O que fazer ::
Reproduza sem nenhuma alteração o trecho da listagem abaixo que começa na linha que contém "Where can the layered" e segue até o fim da listagem, incluindo as duas extremidades.

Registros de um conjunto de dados
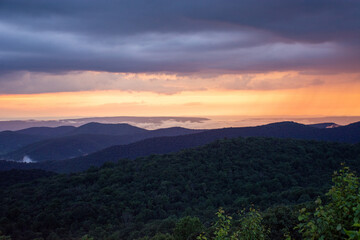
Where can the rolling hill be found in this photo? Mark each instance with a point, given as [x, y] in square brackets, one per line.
[162, 145]
[141, 197]
[70, 142]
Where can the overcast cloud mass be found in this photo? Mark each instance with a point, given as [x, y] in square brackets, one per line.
[51, 43]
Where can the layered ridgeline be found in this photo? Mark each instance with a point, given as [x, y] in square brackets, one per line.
[141, 197]
[46, 143]
[161, 145]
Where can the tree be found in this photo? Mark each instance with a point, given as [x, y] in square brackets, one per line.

Solução por escrito ::
Where can the layered ridgeline be found in this photo? Mark each instance with a point, given as [x, y] in square brackets, one per line.
[141, 197]
[46, 143]
[161, 145]
Where can the tree be found in this photo? Mark each instance with a point, given as [x, y] in square brackets, one per line.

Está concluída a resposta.